Exercise details >> Copy out nothing but the line containing "of the christmas" and the lines that follow it to the end of the entries, exactly as they stand.

Data supplied >>
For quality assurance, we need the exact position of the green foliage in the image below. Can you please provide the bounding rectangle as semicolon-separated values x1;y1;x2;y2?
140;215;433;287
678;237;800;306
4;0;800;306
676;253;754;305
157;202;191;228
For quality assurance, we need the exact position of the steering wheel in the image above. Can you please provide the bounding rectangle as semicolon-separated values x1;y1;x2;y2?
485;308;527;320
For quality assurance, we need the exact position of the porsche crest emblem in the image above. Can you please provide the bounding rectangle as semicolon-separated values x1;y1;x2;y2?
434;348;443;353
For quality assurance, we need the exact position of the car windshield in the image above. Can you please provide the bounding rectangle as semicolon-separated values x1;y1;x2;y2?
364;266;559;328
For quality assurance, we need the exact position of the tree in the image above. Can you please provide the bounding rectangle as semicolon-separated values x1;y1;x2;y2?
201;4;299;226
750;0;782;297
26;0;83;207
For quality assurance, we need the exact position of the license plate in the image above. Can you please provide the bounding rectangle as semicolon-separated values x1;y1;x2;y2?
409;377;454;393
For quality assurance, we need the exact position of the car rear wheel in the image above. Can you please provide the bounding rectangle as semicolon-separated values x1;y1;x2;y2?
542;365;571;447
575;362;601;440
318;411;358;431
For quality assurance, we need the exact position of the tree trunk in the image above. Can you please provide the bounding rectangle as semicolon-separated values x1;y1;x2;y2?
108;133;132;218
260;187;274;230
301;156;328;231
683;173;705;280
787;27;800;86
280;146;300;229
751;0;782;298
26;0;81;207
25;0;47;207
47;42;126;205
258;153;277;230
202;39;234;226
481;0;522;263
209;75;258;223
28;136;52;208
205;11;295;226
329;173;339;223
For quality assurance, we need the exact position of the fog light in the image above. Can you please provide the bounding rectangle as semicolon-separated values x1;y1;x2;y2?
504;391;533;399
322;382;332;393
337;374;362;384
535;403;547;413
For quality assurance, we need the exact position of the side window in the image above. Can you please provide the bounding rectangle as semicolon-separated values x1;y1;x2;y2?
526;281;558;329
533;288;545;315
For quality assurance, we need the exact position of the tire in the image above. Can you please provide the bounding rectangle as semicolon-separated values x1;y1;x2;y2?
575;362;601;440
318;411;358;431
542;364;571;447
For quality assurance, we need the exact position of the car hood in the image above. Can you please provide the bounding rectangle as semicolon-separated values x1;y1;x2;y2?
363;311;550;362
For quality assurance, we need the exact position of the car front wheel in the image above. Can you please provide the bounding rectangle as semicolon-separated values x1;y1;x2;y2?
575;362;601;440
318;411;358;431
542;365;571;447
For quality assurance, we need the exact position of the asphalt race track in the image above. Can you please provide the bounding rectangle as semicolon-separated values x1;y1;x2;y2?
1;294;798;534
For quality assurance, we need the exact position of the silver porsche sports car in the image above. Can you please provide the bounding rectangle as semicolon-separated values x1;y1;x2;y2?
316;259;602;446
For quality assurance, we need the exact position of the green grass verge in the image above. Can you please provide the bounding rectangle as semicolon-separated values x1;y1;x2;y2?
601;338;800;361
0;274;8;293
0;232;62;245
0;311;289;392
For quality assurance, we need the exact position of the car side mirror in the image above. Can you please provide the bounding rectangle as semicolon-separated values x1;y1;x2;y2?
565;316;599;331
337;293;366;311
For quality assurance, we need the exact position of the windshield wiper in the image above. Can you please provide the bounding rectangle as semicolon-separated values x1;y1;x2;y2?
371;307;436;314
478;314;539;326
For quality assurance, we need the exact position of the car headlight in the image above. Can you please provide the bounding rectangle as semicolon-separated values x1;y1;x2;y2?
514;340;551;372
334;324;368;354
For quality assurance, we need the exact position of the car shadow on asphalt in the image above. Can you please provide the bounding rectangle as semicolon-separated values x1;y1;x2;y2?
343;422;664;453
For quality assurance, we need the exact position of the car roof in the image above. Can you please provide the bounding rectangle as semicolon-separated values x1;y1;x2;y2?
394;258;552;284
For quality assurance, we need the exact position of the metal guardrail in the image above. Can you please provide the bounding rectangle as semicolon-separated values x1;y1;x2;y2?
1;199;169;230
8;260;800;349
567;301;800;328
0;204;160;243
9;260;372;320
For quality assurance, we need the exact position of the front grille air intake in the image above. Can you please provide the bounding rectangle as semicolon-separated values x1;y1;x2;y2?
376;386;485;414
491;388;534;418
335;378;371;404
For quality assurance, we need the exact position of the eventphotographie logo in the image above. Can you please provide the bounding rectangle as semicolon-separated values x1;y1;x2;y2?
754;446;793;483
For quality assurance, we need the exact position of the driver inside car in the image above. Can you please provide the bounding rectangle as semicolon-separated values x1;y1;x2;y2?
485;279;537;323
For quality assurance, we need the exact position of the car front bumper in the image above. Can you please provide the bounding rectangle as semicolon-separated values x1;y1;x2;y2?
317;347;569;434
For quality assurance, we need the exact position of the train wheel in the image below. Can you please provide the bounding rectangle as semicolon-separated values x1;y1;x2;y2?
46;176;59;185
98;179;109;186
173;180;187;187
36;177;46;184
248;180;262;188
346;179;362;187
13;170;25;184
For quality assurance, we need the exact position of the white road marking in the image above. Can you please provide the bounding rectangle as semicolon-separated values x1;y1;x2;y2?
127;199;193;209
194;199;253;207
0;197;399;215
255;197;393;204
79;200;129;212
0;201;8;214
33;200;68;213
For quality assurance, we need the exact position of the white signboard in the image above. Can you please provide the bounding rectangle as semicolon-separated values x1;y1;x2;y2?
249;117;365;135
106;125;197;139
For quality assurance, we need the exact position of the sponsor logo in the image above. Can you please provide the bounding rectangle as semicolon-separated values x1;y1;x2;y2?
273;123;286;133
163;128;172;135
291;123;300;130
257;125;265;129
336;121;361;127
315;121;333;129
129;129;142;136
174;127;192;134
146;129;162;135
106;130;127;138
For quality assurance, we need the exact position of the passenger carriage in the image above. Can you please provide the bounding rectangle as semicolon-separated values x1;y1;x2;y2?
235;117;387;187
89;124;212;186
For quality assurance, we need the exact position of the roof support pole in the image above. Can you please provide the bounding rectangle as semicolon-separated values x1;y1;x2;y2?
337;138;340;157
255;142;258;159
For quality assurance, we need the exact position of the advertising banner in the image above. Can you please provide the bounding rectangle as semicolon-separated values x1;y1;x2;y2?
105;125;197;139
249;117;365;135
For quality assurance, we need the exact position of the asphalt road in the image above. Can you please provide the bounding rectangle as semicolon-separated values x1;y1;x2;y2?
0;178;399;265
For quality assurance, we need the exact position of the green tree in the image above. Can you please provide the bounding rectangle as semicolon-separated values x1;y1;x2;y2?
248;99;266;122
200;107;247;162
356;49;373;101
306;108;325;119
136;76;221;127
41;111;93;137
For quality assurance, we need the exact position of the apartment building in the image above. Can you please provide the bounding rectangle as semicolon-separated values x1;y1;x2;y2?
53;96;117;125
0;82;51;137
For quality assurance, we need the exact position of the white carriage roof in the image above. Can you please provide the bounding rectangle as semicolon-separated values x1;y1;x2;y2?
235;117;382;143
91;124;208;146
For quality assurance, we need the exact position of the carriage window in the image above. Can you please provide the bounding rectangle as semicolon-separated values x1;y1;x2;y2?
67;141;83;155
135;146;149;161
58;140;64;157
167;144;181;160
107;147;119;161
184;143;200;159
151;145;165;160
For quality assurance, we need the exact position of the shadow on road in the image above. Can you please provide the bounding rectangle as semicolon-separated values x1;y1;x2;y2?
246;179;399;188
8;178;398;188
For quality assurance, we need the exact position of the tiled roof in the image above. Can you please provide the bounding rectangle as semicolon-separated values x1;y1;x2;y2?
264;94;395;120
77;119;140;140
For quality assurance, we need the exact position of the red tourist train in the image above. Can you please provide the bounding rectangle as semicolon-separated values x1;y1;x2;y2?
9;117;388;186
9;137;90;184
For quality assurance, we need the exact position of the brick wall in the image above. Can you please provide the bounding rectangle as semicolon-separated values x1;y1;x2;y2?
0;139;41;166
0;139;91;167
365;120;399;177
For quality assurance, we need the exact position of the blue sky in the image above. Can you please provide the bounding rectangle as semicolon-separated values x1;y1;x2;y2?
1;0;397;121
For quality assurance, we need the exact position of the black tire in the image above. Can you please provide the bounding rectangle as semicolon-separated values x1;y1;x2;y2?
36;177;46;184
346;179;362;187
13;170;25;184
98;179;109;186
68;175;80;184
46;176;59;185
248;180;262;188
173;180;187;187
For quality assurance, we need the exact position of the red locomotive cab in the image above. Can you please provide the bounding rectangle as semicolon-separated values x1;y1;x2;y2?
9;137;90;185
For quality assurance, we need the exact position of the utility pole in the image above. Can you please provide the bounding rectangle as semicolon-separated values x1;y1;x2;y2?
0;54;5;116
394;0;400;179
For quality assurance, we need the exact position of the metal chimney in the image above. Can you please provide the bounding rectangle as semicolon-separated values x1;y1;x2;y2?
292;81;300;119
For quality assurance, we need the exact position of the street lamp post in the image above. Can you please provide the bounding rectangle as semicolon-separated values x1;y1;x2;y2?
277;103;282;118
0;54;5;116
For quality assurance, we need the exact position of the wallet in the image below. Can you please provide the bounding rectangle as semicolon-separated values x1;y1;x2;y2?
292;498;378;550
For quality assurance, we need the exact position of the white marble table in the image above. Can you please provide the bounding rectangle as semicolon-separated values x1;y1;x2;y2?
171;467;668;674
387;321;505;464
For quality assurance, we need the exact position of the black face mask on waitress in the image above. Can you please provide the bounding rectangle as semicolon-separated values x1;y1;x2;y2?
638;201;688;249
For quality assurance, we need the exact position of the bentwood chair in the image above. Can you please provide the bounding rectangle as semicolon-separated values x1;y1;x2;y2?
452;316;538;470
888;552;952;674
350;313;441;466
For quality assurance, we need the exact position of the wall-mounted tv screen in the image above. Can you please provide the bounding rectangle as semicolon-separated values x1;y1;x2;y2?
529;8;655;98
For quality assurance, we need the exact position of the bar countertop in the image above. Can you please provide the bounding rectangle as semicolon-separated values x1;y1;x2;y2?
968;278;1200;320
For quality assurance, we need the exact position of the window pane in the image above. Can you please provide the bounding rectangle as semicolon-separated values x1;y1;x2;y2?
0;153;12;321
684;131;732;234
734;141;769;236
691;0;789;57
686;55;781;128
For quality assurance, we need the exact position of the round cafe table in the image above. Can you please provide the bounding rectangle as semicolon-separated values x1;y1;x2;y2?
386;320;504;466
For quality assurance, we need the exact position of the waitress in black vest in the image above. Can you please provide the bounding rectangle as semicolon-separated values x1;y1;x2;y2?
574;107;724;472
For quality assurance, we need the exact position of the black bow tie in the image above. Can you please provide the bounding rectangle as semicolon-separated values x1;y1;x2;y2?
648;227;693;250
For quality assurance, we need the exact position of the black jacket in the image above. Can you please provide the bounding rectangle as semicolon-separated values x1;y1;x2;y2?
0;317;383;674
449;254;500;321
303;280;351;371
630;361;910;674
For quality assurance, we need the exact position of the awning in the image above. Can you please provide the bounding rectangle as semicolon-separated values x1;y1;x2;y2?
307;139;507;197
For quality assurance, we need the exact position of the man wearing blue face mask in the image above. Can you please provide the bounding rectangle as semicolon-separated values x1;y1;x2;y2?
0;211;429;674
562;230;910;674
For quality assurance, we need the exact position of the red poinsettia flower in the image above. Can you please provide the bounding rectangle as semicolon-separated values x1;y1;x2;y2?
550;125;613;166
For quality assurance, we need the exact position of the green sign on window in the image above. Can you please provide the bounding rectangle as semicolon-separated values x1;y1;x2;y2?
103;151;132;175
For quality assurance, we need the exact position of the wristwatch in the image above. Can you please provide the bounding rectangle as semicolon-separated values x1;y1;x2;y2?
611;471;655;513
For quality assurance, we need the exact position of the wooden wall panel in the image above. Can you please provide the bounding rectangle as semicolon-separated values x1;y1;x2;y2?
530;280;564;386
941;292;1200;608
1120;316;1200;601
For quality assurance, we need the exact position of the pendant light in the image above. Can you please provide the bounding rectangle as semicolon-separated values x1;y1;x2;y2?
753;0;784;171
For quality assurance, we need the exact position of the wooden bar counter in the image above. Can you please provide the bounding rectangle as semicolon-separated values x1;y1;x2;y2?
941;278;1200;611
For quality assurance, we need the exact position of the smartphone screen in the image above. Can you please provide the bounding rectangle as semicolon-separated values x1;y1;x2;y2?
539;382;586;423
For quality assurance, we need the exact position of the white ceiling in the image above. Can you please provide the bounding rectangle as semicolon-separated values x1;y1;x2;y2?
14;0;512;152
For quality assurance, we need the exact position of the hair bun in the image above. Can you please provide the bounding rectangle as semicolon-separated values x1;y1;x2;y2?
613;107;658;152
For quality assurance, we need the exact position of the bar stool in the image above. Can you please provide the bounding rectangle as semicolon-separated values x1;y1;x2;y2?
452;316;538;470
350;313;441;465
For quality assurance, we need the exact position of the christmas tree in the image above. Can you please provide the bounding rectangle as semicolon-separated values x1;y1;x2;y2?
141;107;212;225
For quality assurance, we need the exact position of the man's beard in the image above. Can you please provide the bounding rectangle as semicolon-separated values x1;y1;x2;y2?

Response to this task >>
For quality assurance, we need the exact position of the christmas tree in the image above. Can you please provide the bounding rectangle as semicolon-separated values x1;y1;x2;y2?
141;107;212;225
For quality assurance, we need the exact position of the man's beard in the image above. Can you please provide the bounding rectangle as semicolon-separated values x1;y1;x2;y2?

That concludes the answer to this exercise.